BEGIN Stored data

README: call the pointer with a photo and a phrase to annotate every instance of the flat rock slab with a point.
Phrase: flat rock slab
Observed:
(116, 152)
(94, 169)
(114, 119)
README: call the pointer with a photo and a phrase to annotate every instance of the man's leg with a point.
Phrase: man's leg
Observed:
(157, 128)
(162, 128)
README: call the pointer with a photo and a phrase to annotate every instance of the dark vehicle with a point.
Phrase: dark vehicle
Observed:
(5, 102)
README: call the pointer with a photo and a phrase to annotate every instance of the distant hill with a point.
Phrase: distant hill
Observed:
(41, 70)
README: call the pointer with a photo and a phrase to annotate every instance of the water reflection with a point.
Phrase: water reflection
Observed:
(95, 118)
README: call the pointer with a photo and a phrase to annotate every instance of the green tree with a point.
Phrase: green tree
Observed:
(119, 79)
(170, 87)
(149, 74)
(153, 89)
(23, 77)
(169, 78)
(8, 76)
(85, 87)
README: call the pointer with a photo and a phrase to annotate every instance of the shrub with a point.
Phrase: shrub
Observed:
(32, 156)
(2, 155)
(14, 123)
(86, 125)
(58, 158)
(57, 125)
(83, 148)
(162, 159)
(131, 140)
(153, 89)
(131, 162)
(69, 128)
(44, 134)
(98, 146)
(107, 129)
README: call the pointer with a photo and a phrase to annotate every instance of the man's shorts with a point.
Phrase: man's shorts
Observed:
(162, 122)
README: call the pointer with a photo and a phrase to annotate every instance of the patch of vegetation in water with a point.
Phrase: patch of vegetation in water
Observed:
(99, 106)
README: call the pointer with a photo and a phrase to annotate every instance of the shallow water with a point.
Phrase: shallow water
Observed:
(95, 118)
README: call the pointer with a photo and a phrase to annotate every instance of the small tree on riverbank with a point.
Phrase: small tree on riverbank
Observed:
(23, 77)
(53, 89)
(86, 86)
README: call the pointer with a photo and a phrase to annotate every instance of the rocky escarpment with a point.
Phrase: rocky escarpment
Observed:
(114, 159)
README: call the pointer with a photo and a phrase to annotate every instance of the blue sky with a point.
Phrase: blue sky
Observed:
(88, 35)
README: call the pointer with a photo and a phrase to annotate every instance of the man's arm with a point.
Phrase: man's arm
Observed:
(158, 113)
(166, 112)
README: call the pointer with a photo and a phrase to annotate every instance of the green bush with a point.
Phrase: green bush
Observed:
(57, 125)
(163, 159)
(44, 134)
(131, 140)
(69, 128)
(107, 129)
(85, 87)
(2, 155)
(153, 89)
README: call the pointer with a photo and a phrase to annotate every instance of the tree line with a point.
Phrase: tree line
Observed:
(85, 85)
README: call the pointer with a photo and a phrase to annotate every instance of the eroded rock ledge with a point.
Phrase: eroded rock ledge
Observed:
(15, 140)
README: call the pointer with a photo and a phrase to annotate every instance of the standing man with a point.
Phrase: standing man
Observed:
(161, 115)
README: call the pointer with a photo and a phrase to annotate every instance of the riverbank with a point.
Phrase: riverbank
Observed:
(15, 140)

END Stored data
BEGIN Stored data

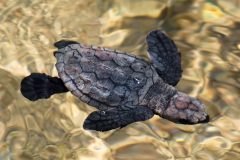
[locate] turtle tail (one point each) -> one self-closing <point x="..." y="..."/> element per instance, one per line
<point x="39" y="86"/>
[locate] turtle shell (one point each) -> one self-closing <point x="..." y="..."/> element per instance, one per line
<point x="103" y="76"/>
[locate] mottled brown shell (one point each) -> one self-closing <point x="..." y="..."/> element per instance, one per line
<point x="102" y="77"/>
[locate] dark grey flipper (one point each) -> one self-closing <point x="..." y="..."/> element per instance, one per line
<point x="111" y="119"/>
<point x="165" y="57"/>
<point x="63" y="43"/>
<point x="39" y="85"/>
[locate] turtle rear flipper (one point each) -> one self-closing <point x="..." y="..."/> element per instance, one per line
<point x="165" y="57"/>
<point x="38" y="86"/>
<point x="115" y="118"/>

END Stored data

_What you need to do_. Using the listing above, work out how many lines include the word "vehicle", and report that number alone.

_Solution below_. 2